• [What is being asked]
Update the records below by swapping each "A blind user" for "A low-vision user" and leaving every other character untouched.

• [Collected data entries]
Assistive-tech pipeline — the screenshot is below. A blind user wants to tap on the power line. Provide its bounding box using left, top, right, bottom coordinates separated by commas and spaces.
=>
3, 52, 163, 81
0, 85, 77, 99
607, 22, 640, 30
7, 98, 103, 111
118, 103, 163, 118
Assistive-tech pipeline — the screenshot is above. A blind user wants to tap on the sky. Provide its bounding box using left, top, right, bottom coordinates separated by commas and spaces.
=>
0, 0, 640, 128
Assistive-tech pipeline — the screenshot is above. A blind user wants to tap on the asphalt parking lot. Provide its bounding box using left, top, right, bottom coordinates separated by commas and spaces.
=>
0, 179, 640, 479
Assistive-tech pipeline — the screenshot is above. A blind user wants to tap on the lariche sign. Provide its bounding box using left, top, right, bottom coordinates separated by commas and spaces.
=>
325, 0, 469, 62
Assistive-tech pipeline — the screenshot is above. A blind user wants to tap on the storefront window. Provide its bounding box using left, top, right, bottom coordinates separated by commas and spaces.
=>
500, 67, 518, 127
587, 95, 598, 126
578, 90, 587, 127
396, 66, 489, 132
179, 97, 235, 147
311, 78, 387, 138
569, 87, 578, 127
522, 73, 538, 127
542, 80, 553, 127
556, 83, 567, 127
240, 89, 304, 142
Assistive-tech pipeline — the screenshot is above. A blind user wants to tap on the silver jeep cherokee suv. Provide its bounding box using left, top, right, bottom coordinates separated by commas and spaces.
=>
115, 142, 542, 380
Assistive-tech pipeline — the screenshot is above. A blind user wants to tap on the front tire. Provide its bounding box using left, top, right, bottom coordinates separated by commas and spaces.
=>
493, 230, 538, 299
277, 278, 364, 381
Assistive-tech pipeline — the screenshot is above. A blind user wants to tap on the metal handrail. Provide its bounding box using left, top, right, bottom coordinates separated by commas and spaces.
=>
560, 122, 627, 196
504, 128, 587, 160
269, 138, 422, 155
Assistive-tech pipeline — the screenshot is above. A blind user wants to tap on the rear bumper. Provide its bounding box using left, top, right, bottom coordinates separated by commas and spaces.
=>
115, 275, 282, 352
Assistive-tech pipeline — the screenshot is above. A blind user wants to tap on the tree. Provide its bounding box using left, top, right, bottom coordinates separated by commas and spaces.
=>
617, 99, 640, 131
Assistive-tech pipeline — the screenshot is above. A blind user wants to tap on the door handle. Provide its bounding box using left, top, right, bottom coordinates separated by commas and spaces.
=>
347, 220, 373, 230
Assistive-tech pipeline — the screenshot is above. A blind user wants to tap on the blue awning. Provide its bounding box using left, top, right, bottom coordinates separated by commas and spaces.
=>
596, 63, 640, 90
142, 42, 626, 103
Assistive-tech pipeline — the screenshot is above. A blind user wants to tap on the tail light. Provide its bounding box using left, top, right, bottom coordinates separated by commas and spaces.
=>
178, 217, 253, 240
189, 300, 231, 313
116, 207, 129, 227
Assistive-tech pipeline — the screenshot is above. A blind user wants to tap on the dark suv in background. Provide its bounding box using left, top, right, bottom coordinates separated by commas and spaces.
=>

• [Response to the task]
Assistive-tech pipeline — the screenshot is below. A low-vision user wants to tap on the power line. Provide its bounding box using left, top, right, bottom coordinates separated by commas and spaces.
=>
3, 52, 163, 81
0, 85, 77, 99
607, 22, 640, 30
7, 98, 103, 111
118, 103, 163, 118
Assistive-tech pipeline — the screenshot is above. A low-vision user wants to tap on the sky. Provide its bounding box using left, top, right, bottom coordinates separated by commas and spaces.
=>
0, 0, 640, 128
Assistive-tech pipeline — the screenshot is above. A low-vision user wants to tap on the asphalt parking lot. Provide its bounding box using left, top, right, bottom coordinates separated by commas and spaces.
=>
0, 179, 640, 479
Assistive-tech pipeline — the screenshot is above. A low-vision user wants to tap on the lariche sign. Provide its bounding box using left, top, right, bottom coordinates separated by commas and spaces.
=>
325, 0, 469, 62
Assistive-tech pipeline — the screenshot is above. A low-vision user wants to tap on the storefront window. Provide its bounding box using left, top, right, bottom coordinates separated by commas and spaces.
=>
500, 67, 518, 127
587, 95, 598, 126
578, 90, 587, 127
396, 66, 489, 132
179, 97, 235, 147
311, 78, 387, 138
569, 87, 578, 127
522, 73, 538, 127
542, 80, 553, 127
556, 83, 567, 127
240, 89, 304, 142
Assistive-tech pipeline — the screenshot is above. A low-vision user wants to tap on the silver jeep cherokee suv. Provide its bounding box using left, top, right, bottom coordinates separated by commas and spaces.
=>
115, 142, 542, 380
Assistive-tech pipeline — the screenshot is above. A low-vision user wants to tap on the front tire. Provide its bounding box using left, top, right, bottom coordinates separated by commas and spaces.
=>
493, 230, 538, 299
277, 278, 364, 381
Assistive-tech pipeline — the screenshot is above. A low-vision user wants to tap on the metal handrail. Provide its bounding box using left, top, right, bottom coordinates separated by commas and spaces.
=>
560, 122, 627, 196
504, 128, 587, 160
269, 138, 422, 155
Assistive-tech pipeline — the screenshot is above. A low-vision user wants to tap on the rear bumper. Provide its bounding box using left, top, right, bottom coordinates separated by commas and spaces.
=>
115, 275, 282, 352
Assistive-tech pipeline — the screenshot is above. A low-vision user wants to tap on the tree. Provide its bounding box using left, top, right, bottom coordinates separated by commas and spaces.
=>
617, 99, 640, 131
Assistive-tech pipeline — the screenshot is above. A low-vision user wants to tap on the door handle. Provide its bounding box using left, top, right, bottom coordinates separated by commas and spaces.
=>
347, 220, 373, 230
Assistive-tech pipeline — the screenshot is above. A low-vision user wants to tap on the blue awning. Provide its bounding box using left, top, right, bottom coordinates separated by commas and spaces.
=>
596, 63, 640, 90
142, 42, 626, 103
Assistive-tech pipeline — the screenshot is above. A low-vision user wants to tap on the tail light. Provide its bounding box using left, top, right, bottom coordinates separated by commas and spaces.
=>
178, 217, 253, 240
189, 300, 231, 313
116, 207, 129, 227
Assistive-tech pipeline — the screenshot is above. A low-vision user wants to tap on the dark suv in background. Provide its bounding box using left, top, right, bottom coordinates separated by commas and spaces.
=>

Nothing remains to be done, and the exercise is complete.